Entries pointing to objects in photos
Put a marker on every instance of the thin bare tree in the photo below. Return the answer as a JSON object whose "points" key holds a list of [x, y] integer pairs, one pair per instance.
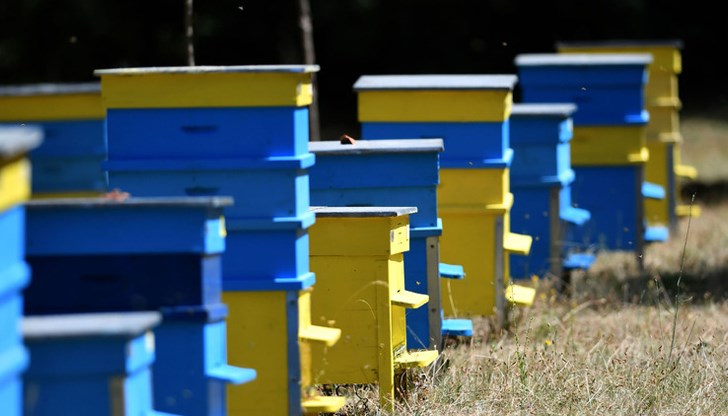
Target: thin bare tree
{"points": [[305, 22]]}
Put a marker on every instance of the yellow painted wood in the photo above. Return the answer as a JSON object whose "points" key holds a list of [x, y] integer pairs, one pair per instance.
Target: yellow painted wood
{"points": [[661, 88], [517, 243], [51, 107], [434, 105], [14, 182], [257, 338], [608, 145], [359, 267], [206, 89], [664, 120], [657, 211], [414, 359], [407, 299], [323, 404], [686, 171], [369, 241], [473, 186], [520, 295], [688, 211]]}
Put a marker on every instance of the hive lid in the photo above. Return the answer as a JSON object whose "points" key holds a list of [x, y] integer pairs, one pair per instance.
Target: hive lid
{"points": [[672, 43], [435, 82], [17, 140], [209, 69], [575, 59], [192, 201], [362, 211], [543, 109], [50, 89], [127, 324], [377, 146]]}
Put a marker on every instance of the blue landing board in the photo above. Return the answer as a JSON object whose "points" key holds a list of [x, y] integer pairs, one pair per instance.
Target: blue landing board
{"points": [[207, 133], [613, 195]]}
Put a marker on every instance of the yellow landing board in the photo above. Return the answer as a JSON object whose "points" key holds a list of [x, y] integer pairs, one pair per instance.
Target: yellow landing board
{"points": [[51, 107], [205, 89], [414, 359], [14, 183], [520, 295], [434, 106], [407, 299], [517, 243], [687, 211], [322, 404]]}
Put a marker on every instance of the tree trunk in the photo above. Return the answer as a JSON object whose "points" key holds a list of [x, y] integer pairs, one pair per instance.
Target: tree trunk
...
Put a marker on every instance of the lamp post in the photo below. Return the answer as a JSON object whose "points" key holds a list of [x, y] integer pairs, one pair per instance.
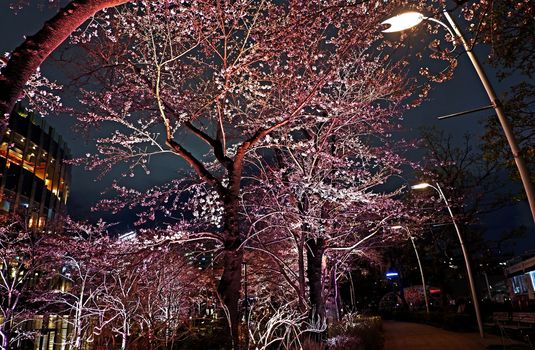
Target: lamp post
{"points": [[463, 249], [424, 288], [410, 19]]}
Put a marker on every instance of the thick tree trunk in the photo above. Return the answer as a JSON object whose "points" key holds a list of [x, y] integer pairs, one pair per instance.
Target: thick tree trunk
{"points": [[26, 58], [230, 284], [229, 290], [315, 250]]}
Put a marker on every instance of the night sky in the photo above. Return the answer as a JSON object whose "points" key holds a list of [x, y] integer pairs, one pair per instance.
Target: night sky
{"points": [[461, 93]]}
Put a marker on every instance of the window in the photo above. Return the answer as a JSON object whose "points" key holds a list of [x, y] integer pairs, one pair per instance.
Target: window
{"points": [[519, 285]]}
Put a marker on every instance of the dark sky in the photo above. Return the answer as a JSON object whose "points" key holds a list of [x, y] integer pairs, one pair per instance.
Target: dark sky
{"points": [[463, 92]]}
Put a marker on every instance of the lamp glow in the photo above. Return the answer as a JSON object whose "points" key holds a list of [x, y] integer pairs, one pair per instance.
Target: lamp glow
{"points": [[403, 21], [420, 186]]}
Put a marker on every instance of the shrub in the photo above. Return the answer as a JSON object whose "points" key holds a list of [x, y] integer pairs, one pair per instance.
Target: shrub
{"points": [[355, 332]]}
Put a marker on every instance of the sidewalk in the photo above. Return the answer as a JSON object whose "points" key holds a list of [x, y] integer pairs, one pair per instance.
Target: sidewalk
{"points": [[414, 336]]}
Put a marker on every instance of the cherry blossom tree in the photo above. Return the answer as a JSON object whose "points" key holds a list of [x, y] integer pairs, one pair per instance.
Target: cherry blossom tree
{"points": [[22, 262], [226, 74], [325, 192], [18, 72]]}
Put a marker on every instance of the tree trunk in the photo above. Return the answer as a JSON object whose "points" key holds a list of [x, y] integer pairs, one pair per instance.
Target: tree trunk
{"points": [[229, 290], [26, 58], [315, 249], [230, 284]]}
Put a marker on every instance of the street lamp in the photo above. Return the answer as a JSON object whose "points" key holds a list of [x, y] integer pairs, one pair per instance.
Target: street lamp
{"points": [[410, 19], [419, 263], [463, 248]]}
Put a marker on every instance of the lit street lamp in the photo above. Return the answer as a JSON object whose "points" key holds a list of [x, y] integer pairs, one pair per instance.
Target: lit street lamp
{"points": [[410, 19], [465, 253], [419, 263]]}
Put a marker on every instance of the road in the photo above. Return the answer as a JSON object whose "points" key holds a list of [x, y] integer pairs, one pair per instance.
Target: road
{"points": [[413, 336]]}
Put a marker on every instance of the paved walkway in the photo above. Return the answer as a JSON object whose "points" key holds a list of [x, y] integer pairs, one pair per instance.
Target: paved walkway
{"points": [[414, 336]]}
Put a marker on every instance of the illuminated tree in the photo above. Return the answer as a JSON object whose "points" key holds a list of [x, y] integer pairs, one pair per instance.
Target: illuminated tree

Given request
Extract every line of the entries above that contains the word "hive", copying each one in full.

Exercise output
Put a marker on every instance of the hive lid in the photo above. Return the answer as a JSON object whose "points" key holds a list of [x, y] integer pairs, one pair per instance.
Target: hive lid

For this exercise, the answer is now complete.